**EXERCISE DETAILS:** Turn every line of the listing below into a JSON list of strings, one string per line, skipping blank lines. Leave the pictures out of the list.

**SUPPLIED DATA:**
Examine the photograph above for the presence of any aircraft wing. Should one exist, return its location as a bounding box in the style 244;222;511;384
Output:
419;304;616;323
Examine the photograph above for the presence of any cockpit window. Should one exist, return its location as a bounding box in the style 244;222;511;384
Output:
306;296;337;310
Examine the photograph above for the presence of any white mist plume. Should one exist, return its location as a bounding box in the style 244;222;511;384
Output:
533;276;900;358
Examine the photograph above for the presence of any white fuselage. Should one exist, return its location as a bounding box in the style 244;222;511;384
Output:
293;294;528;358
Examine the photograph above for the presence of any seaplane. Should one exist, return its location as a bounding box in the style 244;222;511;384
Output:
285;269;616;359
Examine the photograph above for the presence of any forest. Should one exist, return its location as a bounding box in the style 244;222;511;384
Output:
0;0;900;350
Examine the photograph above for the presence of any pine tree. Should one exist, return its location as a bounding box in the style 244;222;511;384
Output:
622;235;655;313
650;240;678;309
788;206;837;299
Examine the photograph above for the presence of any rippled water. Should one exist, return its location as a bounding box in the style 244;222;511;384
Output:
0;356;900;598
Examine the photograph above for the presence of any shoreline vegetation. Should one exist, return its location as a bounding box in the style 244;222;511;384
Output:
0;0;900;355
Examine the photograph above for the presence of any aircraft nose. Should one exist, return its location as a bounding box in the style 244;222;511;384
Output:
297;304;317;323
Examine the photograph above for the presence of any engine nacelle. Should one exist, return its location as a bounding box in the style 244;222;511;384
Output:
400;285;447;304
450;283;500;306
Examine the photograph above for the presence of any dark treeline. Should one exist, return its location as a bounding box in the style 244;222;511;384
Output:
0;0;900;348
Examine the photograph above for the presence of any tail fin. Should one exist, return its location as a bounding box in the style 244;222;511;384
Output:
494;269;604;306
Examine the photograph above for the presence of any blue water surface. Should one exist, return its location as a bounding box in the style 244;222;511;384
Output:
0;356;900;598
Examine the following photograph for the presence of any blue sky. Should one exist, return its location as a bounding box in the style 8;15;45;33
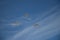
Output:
0;0;60;40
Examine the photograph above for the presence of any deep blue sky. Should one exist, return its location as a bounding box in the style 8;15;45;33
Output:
0;0;60;40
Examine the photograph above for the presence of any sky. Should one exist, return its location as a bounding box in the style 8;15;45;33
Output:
0;0;60;40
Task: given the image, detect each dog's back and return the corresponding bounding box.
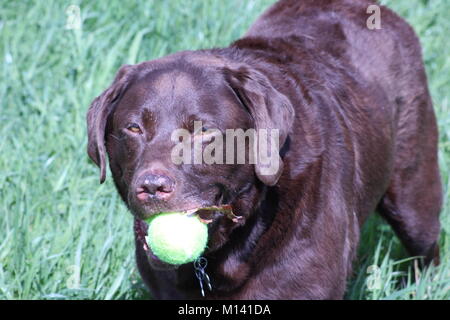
[245,0,442,262]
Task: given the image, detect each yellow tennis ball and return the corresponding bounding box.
[147,212,208,265]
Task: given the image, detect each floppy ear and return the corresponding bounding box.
[224,65,295,186]
[86,65,133,183]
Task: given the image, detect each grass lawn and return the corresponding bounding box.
[0,0,450,299]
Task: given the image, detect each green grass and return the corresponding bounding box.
[0,0,450,299]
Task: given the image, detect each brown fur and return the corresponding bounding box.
[88,0,442,299]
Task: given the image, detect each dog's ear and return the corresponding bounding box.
[86,65,133,183]
[224,64,295,186]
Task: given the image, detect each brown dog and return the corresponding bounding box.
[87,0,441,299]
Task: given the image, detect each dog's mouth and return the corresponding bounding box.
[134,205,242,270]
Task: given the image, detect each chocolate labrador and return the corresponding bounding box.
[87,0,442,299]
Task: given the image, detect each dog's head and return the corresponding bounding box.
[87,52,294,266]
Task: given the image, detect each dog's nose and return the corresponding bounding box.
[136,173,175,201]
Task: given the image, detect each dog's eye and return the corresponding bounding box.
[127,123,142,134]
[194,126,209,135]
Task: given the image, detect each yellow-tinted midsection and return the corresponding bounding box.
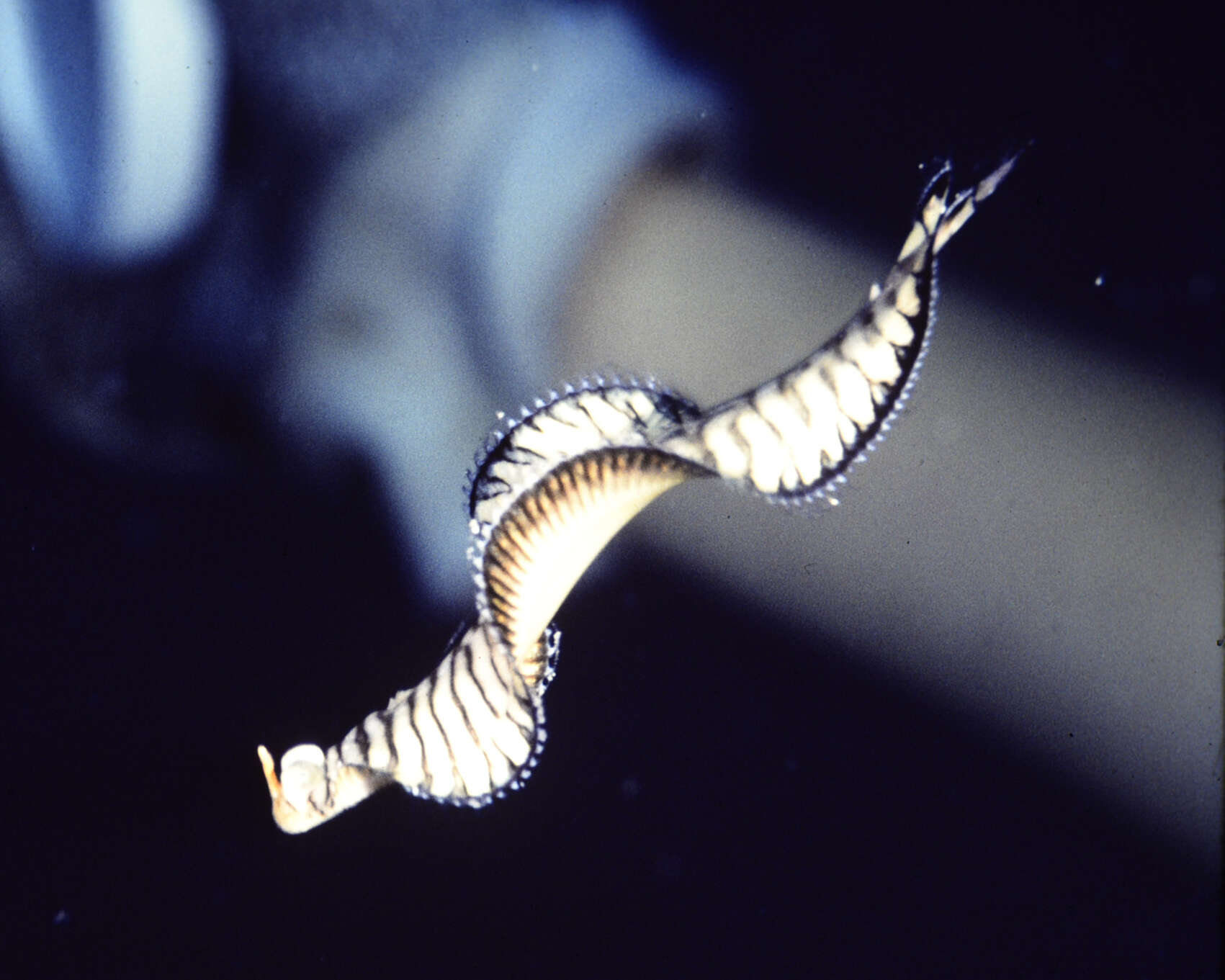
[481,449,703,675]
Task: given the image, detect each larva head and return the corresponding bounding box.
[256,745,331,835]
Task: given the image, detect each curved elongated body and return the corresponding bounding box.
[260,158,1015,833]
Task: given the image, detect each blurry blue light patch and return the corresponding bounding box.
[0,0,224,264]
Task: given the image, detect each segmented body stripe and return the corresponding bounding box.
[260,158,1015,833]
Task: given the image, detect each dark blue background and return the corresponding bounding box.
[0,4,1223,978]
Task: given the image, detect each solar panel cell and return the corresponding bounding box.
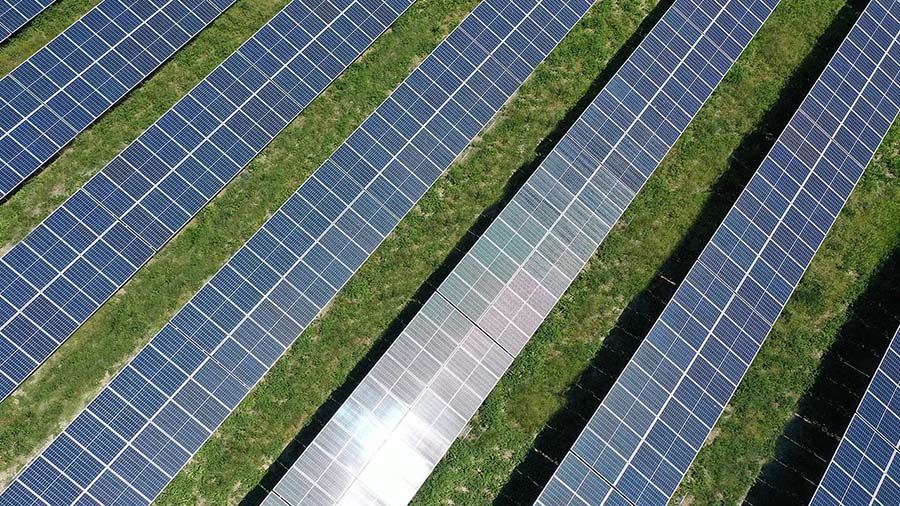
[269,2,768,504]
[544,1,900,504]
[0,0,420,404]
[0,0,239,198]
[0,0,588,503]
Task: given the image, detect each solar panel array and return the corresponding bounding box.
[0,0,235,199]
[0,0,589,505]
[0,0,56,42]
[811,330,900,506]
[267,0,777,506]
[538,0,900,506]
[0,0,414,399]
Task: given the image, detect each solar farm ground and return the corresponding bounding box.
[0,0,900,504]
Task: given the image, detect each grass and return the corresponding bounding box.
[0,0,900,504]
[417,0,900,504]
[0,0,100,76]
[0,0,289,240]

**EXPECTED ANSWER:**
[
  "Examine the photograph above for the presence of any aircraft wing. Should one exist, return its location as a bounding box in the style 244;222;511;384",
  "Output:",
  "419;304;616;323",
  "Examine the photograph above for the presence of any cockpit window. Should one exist, return its location as a bounding box in the style 244;222;511;384",
  "Output:",
  "306;296;337;310",
  "Examine the photograph above for the presence of any white mist plume. Should one exist, return its location as a bounding box in the style 244;222;511;384",
  "Output:",
  "533;276;900;358",
  "Examine the photograph above for the presence of any white fuselage. Should one exist, return its location as a bounding box in the style 244;222;511;384",
  "Output:",
  "293;294;528;358",
  "Examine the photograph above for the presence of any seaplane. Should one exist, return its location as a bounding box in the style 244;222;511;384",
  "Output:",
  "285;269;616;359",
  "Examine the photograph above for the presence of any forest. Should one exist, return its location as a bounding box in the style 244;222;511;384",
  "Output:",
  "0;0;900;350",
  "Examine the photograph above for the presence of any pine tree. Should one exist, return its location as a bounding box in the style 244;222;511;384",
  "Output:",
  "622;235;655;313",
  "650;240;678;309",
  "788;206;837;299",
  "Examine the photograph above for the presence of any rippled water. Should one exist, return its location as a bounding box in the style 244;222;511;384",
  "Output:",
  "0;356;900;598",
  "Examine the photograph above for the presence of any shoreline vegetation. Should one exist, return its location as a bounding box in the style 244;222;511;384",
  "Output:",
  "0;0;900;355",
  "Examine the photograph above for the presence of any aircraft nose. Should one exist, return its location as a bounding box in the style 244;222;511;384",
  "Output:",
  "297;304;317;323",
  "Examine the photograph above for the presence of any engine nacelle. Should one exist, return its location as a bounding box in the style 244;222;511;384",
  "Output:",
  "400;285;447;304",
  "450;283;500;306",
  "Examine the photograph above for the presence of any dark treeline. Should one exist, return its location as a bounding box in the style 244;222;511;384",
  "Output:",
  "0;0;900;348",
  "Examine the photograph above for the presence of any tail fin. Should one exist, return its location as a bounding box in the style 244;222;511;384",
  "Output:",
  "494;269;604;306",
  "Examine the photograph above for the presence of any blue water surface. Should one exist, return its location as a bounding box in the style 244;222;511;384",
  "Output:",
  "0;356;900;598",
  "Examine the following photograph for the presence of any blue sky. Should one exist, return its location as a bounding box in the style 8;15;45;33",
  "Output:",
  "0;0;60;40",
  "Examine the photograph above for the presence of any deep blue sky. Should one exist, return its location as a bounding box in the style 8;15;45;33",
  "Output:",
  "0;0;60;40",
  "Examine the photograph above for the presence of any sky. Should one exist, return its location as a bounding box in the style 8;15;45;33",
  "Output:",
  "0;0;60;40",
  "Task: given the image, detect each dog's back and return the corresponding bounding box.",
  "[245,0,442,262]",
  "Task: given the image, detect each yellow tennis ball and return the corresponding bounding box.",
  "[147,212,208,265]",
  "Task: given the image, detect each floppy ear and return the corresponding bounding box.",
  "[224,65,295,186]",
  "[86,65,133,183]",
  "Task: given the image, detect each grass lawn and return the corresponding bounding box.",
  "[0,0,450,299]",
  "Task: given the image, detect each green grass and return the corresponding bounding box.",
  "[0,0,450,299]",
  "Task: given the image, detect each brown fur and return the corresponding bounding box.",
  "[88,0,442,299]",
  "Task: given the image, detect each dog's ear and return the corresponding bounding box.",
  "[86,65,133,183]",
  "[224,64,295,186]",
  "Task: given the image, detect each brown dog and return the corresponding bounding box.",
  "[87,0,441,299]",
  "Task: given the image, detect each dog's mouth and return the corresponding bounding box.",
  "[134,205,242,270]",
  "Task: given the image, detect each chocolate labrador and return the corresponding bounding box.",
  "[87,0,442,299]",
  "Task: given the image, detect each dog's head and return the corresponding bounding box.",
  "[87,52,294,266]",
  "Task: given the image, detect each dog's nose and return the corresponding bounding box.",
  "[136,173,175,201]",
  "Task: given the image, detect each dog's eye and return the corresponding bounding box.",
  "[127,123,142,134]",
  "[194,126,209,135]",
  "Task: given the image, detect each yellow-tinted midsection and return the corresponding bounding box.",
  "[481,449,703,675]",
  "Task: given the image, detect each larva head and return the corresponding bounding box.",
  "[256,745,331,835]",
  "Task: given the image, detect each curved elongated body and return the corresponding bounding box.",
  "[260,158,1015,833]",
  "Task: given the image, detect each blurry blue light patch and return the corresponding bounding box.",
  "[0,0,224,264]",
  "Task: given the image, detect each segmented body stripe and return the corresponding bounding box.",
  "[260,158,1015,833]",
  "Task: given the image, detect each dark blue background and return the corresponding bounding box.",
  "[0,4,1223,978]",
  "Task: given the image, detect each solar panel cell and return the corresponding bounding box.",
  "[269,2,768,504]",
  "[544,1,900,504]",
  "[0,0,420,404]",
  "[0,0,239,198]",
  "[0,0,588,503]",
  "Task: given the image, detect each solar panel array and return the corresponding bounding box.",
  "[0,0,235,199]",
  "[0,0,589,505]",
  "[0,0,56,42]",
  "[811,330,900,506]",
  "[267,0,777,506]",
  "[538,0,900,506]",
  "[0,0,414,399]",
  "Task: given the image, detect each solar farm ground and return the corresponding bounding box.",
  "[0,0,900,504]",
  "Task: given the image, detect each grass and return the corresponding bounding box.",
  "[0,0,900,504]",
  "[417,0,900,504]",
  "[0,0,100,76]",
  "[0,0,289,240]"
]